Working data:
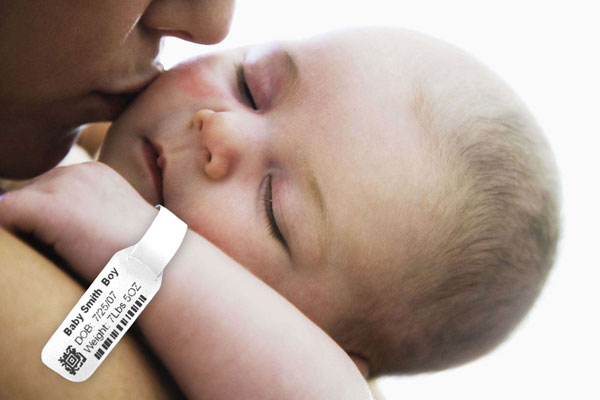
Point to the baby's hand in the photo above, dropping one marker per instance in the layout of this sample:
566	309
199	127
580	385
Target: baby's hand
86	212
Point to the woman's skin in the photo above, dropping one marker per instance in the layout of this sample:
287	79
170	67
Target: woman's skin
64	64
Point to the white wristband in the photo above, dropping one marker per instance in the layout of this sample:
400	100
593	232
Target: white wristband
113	301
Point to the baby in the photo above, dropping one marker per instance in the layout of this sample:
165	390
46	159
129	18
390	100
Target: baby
390	187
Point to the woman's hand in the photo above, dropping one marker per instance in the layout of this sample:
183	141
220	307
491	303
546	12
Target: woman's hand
86	212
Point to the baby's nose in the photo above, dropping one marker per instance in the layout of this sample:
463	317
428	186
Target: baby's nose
221	141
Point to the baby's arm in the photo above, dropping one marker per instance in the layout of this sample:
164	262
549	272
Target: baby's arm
224	334
221	332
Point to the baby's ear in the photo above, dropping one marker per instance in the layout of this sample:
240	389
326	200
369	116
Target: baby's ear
361	363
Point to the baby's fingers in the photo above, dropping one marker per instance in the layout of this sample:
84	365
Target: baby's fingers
27	211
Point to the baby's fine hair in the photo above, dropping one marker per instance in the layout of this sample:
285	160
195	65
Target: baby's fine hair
491	243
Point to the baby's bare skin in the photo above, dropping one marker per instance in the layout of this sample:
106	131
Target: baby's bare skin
35	296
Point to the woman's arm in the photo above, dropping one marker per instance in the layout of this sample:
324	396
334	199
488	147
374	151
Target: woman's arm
220	331
35	296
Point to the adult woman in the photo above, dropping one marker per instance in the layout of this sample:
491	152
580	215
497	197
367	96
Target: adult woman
65	64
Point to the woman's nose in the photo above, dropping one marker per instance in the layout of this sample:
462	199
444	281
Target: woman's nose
200	21
222	141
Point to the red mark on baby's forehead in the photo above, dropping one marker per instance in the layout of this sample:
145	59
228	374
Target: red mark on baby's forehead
200	81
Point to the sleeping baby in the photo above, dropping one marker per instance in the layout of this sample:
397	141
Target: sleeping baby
391	188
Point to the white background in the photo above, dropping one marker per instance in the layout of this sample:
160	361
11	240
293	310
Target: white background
548	51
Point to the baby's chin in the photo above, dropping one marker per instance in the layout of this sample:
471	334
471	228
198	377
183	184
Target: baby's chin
134	169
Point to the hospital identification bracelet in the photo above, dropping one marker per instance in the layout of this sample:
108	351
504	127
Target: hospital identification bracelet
113	301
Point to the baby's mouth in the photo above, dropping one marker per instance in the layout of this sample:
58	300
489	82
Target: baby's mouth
151	155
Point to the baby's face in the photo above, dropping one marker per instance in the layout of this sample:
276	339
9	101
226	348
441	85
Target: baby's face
295	159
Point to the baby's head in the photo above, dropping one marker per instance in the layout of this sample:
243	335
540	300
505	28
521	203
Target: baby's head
388	185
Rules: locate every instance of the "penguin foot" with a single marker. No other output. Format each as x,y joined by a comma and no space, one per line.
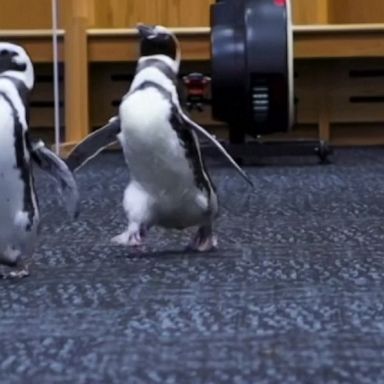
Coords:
18,274
203,241
128,239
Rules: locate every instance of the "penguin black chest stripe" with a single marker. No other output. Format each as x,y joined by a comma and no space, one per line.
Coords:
186,138
21,163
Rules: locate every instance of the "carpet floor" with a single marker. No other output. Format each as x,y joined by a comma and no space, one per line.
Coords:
295,293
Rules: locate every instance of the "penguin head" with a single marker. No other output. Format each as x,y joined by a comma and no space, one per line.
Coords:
158,40
15,62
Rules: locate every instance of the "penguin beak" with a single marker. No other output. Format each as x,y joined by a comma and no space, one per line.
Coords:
146,31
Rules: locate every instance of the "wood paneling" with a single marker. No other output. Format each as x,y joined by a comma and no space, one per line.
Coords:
310,11
177,13
172,13
356,11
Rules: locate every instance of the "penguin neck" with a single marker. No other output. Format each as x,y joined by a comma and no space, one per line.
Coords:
169,62
27,78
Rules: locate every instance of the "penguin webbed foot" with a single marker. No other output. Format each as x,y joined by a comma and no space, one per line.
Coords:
132,237
204,240
19,272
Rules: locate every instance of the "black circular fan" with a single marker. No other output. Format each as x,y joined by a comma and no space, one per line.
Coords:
252,66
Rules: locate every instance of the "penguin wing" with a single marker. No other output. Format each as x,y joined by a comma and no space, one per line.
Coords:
93,144
200,130
49,162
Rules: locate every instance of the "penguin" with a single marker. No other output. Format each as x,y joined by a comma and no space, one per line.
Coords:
19,208
169,185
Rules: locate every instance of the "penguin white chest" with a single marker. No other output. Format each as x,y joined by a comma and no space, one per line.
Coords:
157,160
14,219
151,145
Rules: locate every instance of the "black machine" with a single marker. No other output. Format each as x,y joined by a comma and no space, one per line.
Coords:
252,79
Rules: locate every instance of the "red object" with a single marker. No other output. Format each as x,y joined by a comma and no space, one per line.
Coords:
280,3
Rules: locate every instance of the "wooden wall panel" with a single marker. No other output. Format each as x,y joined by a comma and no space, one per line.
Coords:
310,11
171,13
356,11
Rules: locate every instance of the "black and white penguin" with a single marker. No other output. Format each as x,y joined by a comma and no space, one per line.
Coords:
19,210
169,184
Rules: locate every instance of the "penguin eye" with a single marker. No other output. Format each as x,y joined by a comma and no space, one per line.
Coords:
5,52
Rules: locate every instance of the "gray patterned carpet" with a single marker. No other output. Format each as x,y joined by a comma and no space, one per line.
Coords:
295,294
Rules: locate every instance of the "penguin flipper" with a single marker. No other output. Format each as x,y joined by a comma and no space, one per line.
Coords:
200,130
93,144
49,162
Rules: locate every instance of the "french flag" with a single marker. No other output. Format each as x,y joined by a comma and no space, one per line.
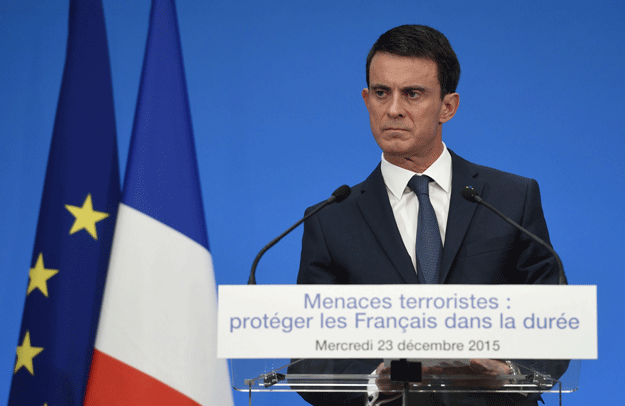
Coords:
157,340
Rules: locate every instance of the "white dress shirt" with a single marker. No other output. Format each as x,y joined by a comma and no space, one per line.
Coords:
405,207
405,203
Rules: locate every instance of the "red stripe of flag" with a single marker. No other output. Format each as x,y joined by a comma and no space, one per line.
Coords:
112,382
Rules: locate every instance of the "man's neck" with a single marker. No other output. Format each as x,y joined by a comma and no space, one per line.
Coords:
417,163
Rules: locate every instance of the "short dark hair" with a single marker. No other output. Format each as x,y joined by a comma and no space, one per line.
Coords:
421,41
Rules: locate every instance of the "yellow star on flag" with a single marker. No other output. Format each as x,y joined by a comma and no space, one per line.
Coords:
39,276
86,217
25,355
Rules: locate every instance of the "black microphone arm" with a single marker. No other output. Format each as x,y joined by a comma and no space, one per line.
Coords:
338,196
470,194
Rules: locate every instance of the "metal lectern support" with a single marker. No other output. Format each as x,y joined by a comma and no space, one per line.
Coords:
406,372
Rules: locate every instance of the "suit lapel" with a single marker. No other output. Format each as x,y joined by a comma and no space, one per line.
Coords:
377,212
461,211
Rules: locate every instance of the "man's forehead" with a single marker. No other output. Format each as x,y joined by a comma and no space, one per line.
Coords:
387,67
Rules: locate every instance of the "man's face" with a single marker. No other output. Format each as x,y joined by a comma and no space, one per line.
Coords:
405,108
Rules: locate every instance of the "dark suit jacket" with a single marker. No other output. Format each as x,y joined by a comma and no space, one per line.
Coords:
357,242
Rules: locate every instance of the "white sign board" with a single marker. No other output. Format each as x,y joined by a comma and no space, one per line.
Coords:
408,321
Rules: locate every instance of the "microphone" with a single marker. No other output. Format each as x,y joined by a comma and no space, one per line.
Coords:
338,196
470,194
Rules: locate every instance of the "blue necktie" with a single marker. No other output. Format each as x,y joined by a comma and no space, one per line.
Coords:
429,245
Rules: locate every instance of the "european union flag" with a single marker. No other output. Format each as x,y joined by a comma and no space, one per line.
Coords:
75,228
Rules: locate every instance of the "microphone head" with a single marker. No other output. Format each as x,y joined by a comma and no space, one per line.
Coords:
470,194
341,193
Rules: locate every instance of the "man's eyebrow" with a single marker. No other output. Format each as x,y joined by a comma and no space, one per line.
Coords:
414,87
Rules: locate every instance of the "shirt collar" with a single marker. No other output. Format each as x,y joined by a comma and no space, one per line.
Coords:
396,178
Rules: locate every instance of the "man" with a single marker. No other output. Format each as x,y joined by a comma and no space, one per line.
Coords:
376,235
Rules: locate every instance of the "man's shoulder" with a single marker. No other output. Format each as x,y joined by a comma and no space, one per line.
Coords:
488,173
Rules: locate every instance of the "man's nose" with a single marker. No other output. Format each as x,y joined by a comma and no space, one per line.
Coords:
396,108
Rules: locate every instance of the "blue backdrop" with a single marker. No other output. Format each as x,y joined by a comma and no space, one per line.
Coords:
274,89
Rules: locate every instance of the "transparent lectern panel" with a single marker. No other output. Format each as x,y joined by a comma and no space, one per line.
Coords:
345,375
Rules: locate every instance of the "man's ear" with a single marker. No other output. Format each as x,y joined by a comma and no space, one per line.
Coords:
450,106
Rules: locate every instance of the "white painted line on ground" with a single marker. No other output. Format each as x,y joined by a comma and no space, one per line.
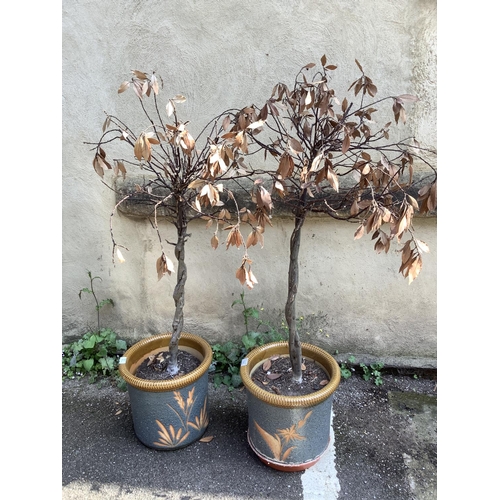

What you need to do: Copy, from the material above, each line in which the string "carpet" occurs.

Task solution:
Rules: locate every instance of the "carpet floor" with a single marker. No other output. Format each as x,y joined by a comma and no space, one per line.
Rules: locate every instance of the "gray patterned carpet" with a single marker. No other output. Format each as x,y joined by a comma and no space, one per line.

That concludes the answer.